- Problem requirements: Can you output every line of the data below as a JSON list of strings, one string per line, with blank lines left out?

(Extracted data)
○ ○ ○ ○ ○ ○ ○

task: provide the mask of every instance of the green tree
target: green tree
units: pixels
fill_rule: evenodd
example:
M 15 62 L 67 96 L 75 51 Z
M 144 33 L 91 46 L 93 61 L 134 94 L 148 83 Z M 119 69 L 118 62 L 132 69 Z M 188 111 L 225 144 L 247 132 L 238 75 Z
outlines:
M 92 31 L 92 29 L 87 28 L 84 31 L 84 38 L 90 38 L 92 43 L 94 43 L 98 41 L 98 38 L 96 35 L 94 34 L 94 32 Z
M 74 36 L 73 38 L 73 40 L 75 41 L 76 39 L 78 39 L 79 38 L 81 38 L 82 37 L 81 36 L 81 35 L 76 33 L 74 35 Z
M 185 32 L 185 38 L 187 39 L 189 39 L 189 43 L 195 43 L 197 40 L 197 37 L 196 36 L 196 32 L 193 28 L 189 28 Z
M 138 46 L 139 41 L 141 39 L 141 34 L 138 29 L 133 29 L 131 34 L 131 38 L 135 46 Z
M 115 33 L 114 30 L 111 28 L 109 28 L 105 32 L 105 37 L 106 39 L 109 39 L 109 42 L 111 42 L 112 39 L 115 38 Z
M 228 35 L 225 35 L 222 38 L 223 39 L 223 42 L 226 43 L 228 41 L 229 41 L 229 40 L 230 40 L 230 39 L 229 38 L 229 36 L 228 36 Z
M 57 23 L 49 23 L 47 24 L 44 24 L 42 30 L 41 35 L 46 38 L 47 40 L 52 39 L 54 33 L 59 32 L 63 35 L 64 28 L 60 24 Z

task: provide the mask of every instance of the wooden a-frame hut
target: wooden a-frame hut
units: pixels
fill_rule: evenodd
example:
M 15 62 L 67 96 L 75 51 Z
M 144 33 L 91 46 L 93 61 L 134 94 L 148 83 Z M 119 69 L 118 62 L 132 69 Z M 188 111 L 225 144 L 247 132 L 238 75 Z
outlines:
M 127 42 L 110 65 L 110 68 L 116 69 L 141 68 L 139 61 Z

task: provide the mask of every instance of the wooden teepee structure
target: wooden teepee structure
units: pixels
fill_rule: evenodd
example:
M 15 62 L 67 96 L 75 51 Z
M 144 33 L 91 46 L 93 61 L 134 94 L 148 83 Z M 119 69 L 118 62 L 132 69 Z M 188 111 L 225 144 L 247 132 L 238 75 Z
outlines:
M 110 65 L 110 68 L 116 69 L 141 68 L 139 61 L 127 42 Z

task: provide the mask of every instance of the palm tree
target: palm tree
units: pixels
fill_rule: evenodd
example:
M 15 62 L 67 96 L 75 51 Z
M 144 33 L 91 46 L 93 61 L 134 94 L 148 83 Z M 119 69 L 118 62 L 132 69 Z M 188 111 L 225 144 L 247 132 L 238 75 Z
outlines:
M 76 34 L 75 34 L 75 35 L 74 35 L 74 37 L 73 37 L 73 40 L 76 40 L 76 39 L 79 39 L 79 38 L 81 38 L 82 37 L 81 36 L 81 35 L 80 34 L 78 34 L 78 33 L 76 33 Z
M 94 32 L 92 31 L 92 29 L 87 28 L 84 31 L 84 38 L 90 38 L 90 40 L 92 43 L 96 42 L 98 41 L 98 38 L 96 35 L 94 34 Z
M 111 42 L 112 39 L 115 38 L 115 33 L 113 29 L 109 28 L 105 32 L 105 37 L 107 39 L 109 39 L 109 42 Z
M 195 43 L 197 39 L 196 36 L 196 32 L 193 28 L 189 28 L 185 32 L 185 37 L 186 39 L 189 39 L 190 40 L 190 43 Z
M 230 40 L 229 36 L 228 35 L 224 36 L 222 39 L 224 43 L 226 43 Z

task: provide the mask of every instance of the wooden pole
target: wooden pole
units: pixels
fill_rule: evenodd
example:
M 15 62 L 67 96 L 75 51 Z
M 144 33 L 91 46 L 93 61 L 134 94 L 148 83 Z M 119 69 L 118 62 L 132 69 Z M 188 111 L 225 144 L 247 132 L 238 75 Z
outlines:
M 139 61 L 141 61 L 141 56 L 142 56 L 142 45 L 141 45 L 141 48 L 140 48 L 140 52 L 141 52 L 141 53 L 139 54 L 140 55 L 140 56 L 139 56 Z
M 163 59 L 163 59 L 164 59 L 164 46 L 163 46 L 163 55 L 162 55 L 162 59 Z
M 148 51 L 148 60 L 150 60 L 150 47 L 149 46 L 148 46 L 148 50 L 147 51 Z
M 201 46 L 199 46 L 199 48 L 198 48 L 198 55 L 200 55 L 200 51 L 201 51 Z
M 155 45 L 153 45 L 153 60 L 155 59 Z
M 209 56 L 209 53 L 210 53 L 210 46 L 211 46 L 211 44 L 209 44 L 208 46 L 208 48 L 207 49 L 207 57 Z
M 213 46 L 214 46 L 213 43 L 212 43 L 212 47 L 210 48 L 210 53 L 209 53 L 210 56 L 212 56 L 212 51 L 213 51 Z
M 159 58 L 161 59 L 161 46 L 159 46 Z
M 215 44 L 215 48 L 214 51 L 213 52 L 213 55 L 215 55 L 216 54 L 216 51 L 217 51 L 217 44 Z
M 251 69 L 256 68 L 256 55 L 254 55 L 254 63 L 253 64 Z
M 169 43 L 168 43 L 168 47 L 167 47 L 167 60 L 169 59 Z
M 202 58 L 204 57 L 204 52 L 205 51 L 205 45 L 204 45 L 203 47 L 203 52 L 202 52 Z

○ ○ ○ ○ ○ ○ ○

- Response to the exercise:
[
  "task: provide the mask of every instance of the green tree",
  "target: green tree",
  "units: pixels",
  "fill_rule: evenodd",
  "example:",
  "M 15 62 L 67 96 L 75 51 Z",
  "M 144 33 L 91 46 L 93 61 L 134 94 L 148 83 Z M 119 69 L 118 62 L 132 69 Z M 188 111 L 225 144 L 247 132 L 238 75 Z",
  "outlines:",
  "M 92 31 L 92 29 L 87 28 L 84 31 L 84 38 L 90 38 L 92 43 L 94 43 L 98 41 L 98 38 L 96 35 L 94 34 L 94 32 Z",
  "M 74 36 L 73 38 L 73 40 L 75 41 L 76 39 L 78 39 L 79 38 L 81 38 L 82 37 L 81 36 L 81 35 L 76 33 L 74 35 Z",
  "M 185 32 L 185 38 L 187 39 L 189 39 L 189 43 L 195 43 L 197 40 L 197 37 L 196 36 L 196 32 L 193 28 L 189 28 Z",
  "M 138 46 L 139 41 L 141 39 L 141 34 L 138 29 L 133 29 L 131 34 L 131 38 L 135 46 Z",
  "M 115 33 L 114 30 L 111 28 L 109 28 L 105 32 L 105 37 L 106 39 L 109 39 L 109 42 L 111 42 L 112 39 L 115 38 Z",
  "M 228 35 L 225 35 L 222 38 L 223 39 L 223 42 L 226 43 L 228 41 L 229 41 L 229 40 L 230 40 L 230 39 L 229 38 L 229 36 L 228 36 Z",
  "M 57 23 L 49 23 L 47 24 L 44 24 L 42 30 L 41 35 L 46 38 L 47 40 L 52 39 L 54 33 L 59 32 L 63 35 L 64 28 L 60 24 Z",
  "task: provide the mask of every instance of the wooden a-frame hut",
  "target: wooden a-frame hut",
  "units: pixels",
  "fill_rule: evenodd",
  "example:",
  "M 15 62 L 67 96 L 75 51 Z",
  "M 144 33 L 91 46 L 93 61 L 134 94 L 148 83 Z M 119 69 L 118 62 L 132 69 Z M 188 111 L 225 144 L 247 132 L 238 75 Z",
  "outlines:",
  "M 127 42 L 110 65 L 110 68 L 116 69 L 141 68 L 139 61 Z",
  "task: provide the mask of every instance of the wooden teepee structure",
  "target: wooden teepee structure",
  "units: pixels",
  "fill_rule: evenodd",
  "example:",
  "M 15 62 L 67 96 L 75 51 Z",
  "M 144 33 L 91 46 L 93 61 L 134 94 L 148 83 Z M 119 69 L 118 62 L 132 69 Z M 188 111 L 225 144 L 247 132 L 238 75 Z",
  "outlines:",
  "M 110 65 L 110 68 L 116 69 L 141 68 L 139 61 L 127 42 Z",
  "task: provide the mask of every instance of the palm tree",
  "target: palm tree",
  "units: pixels",
  "fill_rule: evenodd",
  "example:",
  "M 15 62 L 67 96 L 75 51 Z",
  "M 144 33 L 91 46 L 93 61 L 134 94 L 148 83 Z M 119 69 L 118 62 L 132 69 Z M 188 111 L 225 144 L 247 132 L 238 75 Z",
  "outlines:",
  "M 76 34 L 75 34 L 75 35 L 74 35 L 74 37 L 73 37 L 73 40 L 76 40 L 76 39 L 79 39 L 79 38 L 81 38 L 82 37 L 81 36 L 81 35 L 80 34 L 78 34 L 78 33 L 76 33 Z",
  "M 94 32 L 92 31 L 92 29 L 87 28 L 84 31 L 84 38 L 90 38 L 90 40 L 92 43 L 96 42 L 98 41 L 98 38 L 96 35 L 94 34 Z",
  "M 111 42 L 112 39 L 115 38 L 115 33 L 113 29 L 109 28 L 105 32 L 105 37 L 107 39 L 109 39 L 109 42 Z",
  "M 195 43 L 197 39 L 196 36 L 196 32 L 193 28 L 189 28 L 185 32 L 185 37 L 186 39 L 189 39 L 190 40 L 190 43 Z",
  "M 230 40 L 229 36 L 228 35 L 224 36 L 222 39 L 224 43 L 226 43 Z",
  "task: provide the mask of every instance of the wooden pole",
  "target: wooden pole",
  "units: pixels",
  "fill_rule: evenodd",
  "example:",
  "M 15 62 L 67 96 L 75 51 Z",
  "M 144 33 L 91 46 L 93 61 L 134 94 L 148 83 Z M 119 69 L 118 62 L 132 69 Z M 188 111 L 225 144 L 247 132 L 238 75 Z",
  "outlines:",
  "M 139 61 L 141 61 L 141 56 L 142 56 L 142 45 L 141 45 L 141 48 L 140 48 L 140 52 L 141 52 L 141 53 L 139 54 L 140 55 L 140 56 L 139 56 Z",
  "M 163 59 L 163 59 L 164 59 L 164 46 L 163 46 L 163 55 L 162 55 L 162 59 Z",
  "M 148 51 L 148 60 L 150 60 L 150 47 L 149 46 L 148 46 L 148 50 L 147 51 Z",
  "M 201 46 L 199 46 L 199 48 L 198 48 L 198 55 L 200 55 L 200 51 L 201 51 Z",
  "M 155 45 L 153 45 L 153 60 L 155 59 Z",
  "M 209 56 L 209 53 L 210 53 L 210 46 L 211 46 L 211 44 L 209 44 L 208 46 L 208 48 L 207 49 L 207 57 Z",
  "M 213 46 L 214 46 L 213 43 L 212 43 L 212 47 L 210 48 L 210 53 L 209 53 L 210 56 L 212 56 L 212 51 L 213 51 Z",
  "M 159 58 L 161 59 L 161 46 L 159 46 Z",
  "M 215 44 L 215 48 L 214 51 L 213 52 L 213 55 L 215 55 L 216 54 L 216 51 L 217 51 L 217 44 Z",
  "M 251 69 L 256 68 L 256 55 L 254 55 L 254 63 L 253 64 Z",
  "M 169 43 L 168 43 L 168 47 L 167 47 L 167 60 L 169 59 Z",
  "M 202 58 L 204 57 L 204 52 L 205 51 L 205 45 L 204 45 L 203 47 L 203 52 L 202 52 Z"
]